-- Text segment start --

A local endpoint is mapped to one public endpoint. Whatever is sent to this public endpoint by mapped addresses will be forwarded, other packets from other addresses will be dropped.

Based on („Network Address Translation“, 2023)

Port Restricted NAT

A local endpoint is mapped to one public endpoint. Whatever is sent to this public endpoint by mapped endpoints will be forwarded, other packets from other endpoints will be dropped.

Based on („Network Address Translation“, 2023)

Symmetric NAT

A local endpoint is mapped to multiple public endpoints depending on the destination endpoint. Only packets sent to the mapped endpoint by the mapped destination endpoint are forwarded, others will be dropped.

Based on („Network Address Translation“, 2023)

Multilayer NAT

Sometimes peers are behind multiple layers of NAT. This can be a hard situation to navigate, fortunately ICE does this for us. Hairpinning can resolve this issue but is not always supported, if it is not supported, we will have to resort to using TURN.

Hairpinning

It is also known as NAT loopback, it allows for packets from the LAN, with the destination address set to the WAN address to be routed to the client in the LAN.(„Network Address Translation“, 2023) The destination address is translated and the packet forwarded.

Hairpinning can be extremely useful to achieve a direct connection in multilayer NAT topology. (Ford, 2023) There can be cases where packets are routed within the second level NAT, the public IP address of the second level NAT cannot be learned. That is why we must rely on hairpinning to achieve a direct connection, otherwise we must resort to using a relay connection.

Carrier-grad NAT (CGNAT)

CGNAT reduces the number of public IP-addresses needed by ISP even further.(„Carrier-Grade NAT“, 2023) It also increases the complexity of the network topology of the internet, direct connections between clients are even harder to establish and it does not help that most of them are symmetric.

ICE Connection Establishment

ICE can help us to get a connection to the peer, even if he is hidden behind a NAT and firewall. (Rosenberg et al., 2003) The process of establishing a connection was outlined in Establish a Connection, some WebRTC specific steps are to be excluded. But the core part of creating offer and answer, exchanging these using a signaling server and exchanging candidates remain the same. That is why no specific process for ICE is explained here.

ICE-CandidateTypes

There are 3 major types of ice candidates which will be explained, the last type is irrelevant in most situations.(Mdn Web Docs, 2023d) These candidates are gathered by STUN, TURN or the client. Candidates represent a way of establishing a connection between endpoints, not all candidates will be successful but at most times multiple will. That is why we also need to prioritize the candidates to select the best connection. Theoretically latency, ping or other techniques could be used to define the cost of a route, in practice, at least using WebRTC, only the type of candidate will be considered. Host before srflx before prflx before relay. The candidates can change at any time, e.g. the computer switches from LAN into WLAN and the IP address changes, new candidates are gathered and must be transmitted to the other peer to be considered when trying to reestablish a connection.

-- Text segment end --
-- Extracted entries start --

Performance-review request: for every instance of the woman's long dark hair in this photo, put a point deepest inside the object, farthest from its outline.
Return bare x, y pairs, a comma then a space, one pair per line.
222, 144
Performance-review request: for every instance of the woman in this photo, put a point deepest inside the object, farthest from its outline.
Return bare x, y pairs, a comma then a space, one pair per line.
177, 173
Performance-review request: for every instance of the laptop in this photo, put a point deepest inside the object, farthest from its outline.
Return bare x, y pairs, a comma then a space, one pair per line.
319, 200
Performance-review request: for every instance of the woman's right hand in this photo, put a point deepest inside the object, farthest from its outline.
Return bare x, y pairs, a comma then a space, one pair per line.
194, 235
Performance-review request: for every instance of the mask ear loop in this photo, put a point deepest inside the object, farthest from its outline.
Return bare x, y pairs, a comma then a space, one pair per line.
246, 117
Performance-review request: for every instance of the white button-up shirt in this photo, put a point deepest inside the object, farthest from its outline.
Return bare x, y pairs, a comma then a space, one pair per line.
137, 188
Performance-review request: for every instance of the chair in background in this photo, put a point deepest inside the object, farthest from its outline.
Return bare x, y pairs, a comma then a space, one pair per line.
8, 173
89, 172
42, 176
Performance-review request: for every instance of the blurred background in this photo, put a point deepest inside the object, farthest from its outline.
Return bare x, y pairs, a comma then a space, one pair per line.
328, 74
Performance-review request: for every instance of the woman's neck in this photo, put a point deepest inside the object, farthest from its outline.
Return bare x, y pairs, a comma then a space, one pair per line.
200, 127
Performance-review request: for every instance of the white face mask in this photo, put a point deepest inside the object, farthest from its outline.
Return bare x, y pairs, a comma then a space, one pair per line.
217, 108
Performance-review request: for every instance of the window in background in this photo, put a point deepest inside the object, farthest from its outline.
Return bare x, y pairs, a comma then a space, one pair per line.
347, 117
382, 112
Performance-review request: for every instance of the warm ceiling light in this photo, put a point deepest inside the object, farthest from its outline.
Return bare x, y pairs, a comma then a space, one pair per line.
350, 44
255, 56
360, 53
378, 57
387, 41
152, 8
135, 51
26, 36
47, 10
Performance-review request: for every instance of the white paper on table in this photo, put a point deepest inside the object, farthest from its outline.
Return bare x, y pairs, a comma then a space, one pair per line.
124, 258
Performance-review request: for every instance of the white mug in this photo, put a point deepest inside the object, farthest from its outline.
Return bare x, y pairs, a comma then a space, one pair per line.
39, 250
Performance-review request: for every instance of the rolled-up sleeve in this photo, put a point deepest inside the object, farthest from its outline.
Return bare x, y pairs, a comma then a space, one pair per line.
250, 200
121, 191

-- Extracted entries end --

__Your tasks__:
**a.** List the candidate types that the NAT and ICE text ranks by priority, in the order it gives them.
**b.** In the NAT and ICE text, copy the passage starting at "Sometimes peers are" and ending at "to using TURN.", swapping "peers" for "clients".
The records have nothing to do with this work.

__Results by task__:
**a.** Host, srflx, prflx, relay

**b.**
Sometimes clients are behind multiple layers of NAT. This can be a hard situation to navigate, fortunately ICE does this for us. Hairpinning can resolve this issue but is not always supported, if it is not supported, we will have to resort to using TURN.